### Task brief
Gather every line of the records below that contains the word "metal", matching its case exactly. Copy each of those lines in full.

[Records from a pointing dataset]
....
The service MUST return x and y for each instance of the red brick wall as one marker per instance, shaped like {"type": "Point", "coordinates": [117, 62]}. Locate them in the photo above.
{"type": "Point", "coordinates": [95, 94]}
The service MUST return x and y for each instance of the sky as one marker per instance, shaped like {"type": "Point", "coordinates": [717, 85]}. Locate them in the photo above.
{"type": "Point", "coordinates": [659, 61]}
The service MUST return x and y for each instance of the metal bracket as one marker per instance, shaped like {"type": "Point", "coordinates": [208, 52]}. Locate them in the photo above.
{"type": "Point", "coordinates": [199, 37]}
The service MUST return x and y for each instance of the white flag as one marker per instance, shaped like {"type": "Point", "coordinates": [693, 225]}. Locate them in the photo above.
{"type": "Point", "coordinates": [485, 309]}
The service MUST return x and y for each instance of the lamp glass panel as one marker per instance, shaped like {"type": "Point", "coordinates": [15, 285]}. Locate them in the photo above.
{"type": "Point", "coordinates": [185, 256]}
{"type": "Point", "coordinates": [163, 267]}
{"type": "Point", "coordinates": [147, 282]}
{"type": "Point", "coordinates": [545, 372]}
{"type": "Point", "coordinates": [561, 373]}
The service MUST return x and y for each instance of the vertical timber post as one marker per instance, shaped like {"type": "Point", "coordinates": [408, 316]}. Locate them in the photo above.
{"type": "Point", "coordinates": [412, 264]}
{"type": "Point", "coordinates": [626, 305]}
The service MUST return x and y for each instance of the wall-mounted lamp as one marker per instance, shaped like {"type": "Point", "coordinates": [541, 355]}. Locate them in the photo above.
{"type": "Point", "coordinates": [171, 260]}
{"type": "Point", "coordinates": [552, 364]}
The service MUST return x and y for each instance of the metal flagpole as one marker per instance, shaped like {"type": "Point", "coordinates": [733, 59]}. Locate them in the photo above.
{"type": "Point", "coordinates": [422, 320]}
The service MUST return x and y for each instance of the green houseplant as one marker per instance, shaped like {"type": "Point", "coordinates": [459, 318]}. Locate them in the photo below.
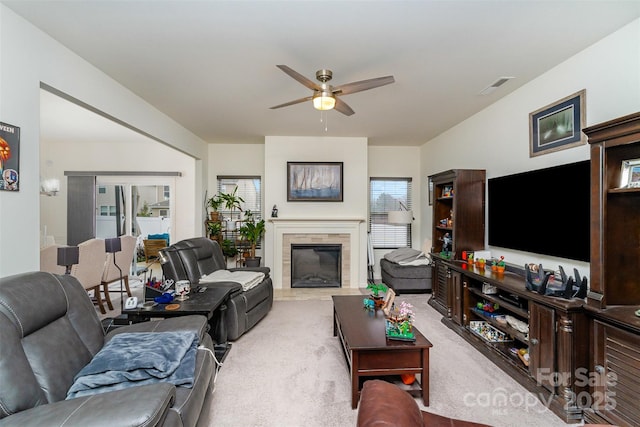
....
### Solution to this problem
The service MUST return x and y for each instance of the metal bracket as one marker per instance, shaped like {"type": "Point", "coordinates": [208, 52]}. Locate them in the photo above.
The service MUST return x and y for each instance of the metal flagpole as one marker per instance, shaped like {"type": "Point", "coordinates": [733, 59]}. Locate them in the photo above.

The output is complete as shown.